_REQUIRED TASK A_
Keep only the rows below that contain the word "tree", treating uppercase and lowercase as different.

_DOCUMENT EXCERPT_
※

Spokesman:  Let me answer that right away.  I asked the Secretary-General about this yesterday, and he categorically denies that he sent anyone to talk to this person or anyone else about these events.  Your second question?


Question:  Yes.  The day after the ‘94 crash, I think the Security Council issued a statement asking the Secretary-General at the time [Boutros Boutros-Ghali] to do whatever he could to try to investigate the circumstances surrounding the crash.  But as far as I know, no report on the incident was ever published.  Did the United Nations every carry out an investigation on the incident?


Spokesman:  We’ve been looking into that.  I haven’t yet been able to talk to anyone that worked with Secretary-General Boutros-Ghali on it.  You may not recall –- and neither did I until I asked around yesterday – but Gen. [Romeo] Dallaire tried to send UN troops to the crash site.  They were blocked by Rwandan army, so we didn’t get to the site.  We couldn’t have conducted an investigation.  It may be then -– and I’m just speculating here -– that we had nothing useful to share with the Security Council, so nothing was submitted.  But I would need to talk to someone who worked very closely with Secretary-General Boutros-Ghali before giving you a definitive response to that question.

※

_REQUIRED TASK B_
Transcribe the press briefing above from "Spokesman:  Let me" to "on the incident?".

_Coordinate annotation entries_
※

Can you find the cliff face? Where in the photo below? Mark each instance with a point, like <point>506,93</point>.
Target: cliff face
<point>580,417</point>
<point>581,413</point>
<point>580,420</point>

※

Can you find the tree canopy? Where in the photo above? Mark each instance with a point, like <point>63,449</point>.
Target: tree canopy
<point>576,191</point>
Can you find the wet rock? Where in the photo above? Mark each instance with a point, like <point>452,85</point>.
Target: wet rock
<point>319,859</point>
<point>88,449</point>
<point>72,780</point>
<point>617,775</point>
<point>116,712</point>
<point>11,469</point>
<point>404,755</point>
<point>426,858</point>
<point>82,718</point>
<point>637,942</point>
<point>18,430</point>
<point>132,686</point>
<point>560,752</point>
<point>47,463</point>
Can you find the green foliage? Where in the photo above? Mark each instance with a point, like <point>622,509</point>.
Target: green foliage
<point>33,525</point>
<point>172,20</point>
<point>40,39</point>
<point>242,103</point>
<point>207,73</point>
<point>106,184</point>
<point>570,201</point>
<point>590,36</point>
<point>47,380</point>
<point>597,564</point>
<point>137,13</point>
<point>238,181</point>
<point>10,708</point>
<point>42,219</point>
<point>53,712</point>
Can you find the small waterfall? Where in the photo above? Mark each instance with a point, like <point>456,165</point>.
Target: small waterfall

※

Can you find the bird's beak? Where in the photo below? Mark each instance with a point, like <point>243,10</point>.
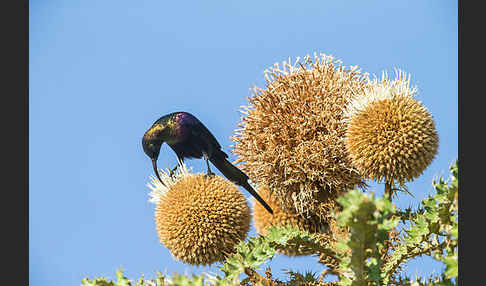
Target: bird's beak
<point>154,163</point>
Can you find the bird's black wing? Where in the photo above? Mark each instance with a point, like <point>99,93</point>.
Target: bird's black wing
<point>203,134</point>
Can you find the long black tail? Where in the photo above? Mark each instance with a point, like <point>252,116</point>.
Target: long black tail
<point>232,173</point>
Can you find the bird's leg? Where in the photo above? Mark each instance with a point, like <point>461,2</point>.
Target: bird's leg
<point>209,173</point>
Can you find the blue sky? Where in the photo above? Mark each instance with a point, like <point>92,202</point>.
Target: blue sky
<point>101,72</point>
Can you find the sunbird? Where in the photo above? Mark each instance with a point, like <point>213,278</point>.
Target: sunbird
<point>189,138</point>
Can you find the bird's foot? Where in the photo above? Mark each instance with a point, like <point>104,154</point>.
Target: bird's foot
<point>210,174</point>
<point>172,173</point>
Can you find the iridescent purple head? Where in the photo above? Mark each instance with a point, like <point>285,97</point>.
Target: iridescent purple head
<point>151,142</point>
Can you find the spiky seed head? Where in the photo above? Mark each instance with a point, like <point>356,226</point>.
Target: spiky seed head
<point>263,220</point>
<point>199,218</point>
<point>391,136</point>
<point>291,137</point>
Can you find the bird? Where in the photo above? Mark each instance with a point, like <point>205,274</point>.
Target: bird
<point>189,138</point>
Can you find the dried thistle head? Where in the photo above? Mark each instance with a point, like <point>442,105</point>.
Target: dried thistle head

※

_FULL ANSWER A_
Can you find the tree canopy? Where in the photo above? Mark each instance with a point, like <point>63,449</point>.
Target: tree canopy

_FULL ANSWER B_
Spokesman:  Let me answer that right away.  I asked the Secretary-General about this yesterday, and he categorically denies that he sent anyone to talk to this person or anyone else about these events.  Your second question?


Question:  Yes.  The day after the ‘94 crash, I think the Security Council issued a statement asking the Secretary-General at the time [Boutros Boutros-Ghali] to do whatever he could to try to investigate the circumstances surrounding the crash.  But as far as I know, no report on the incident was ever published.  Did the United Nations every carry out an investigation on the incident?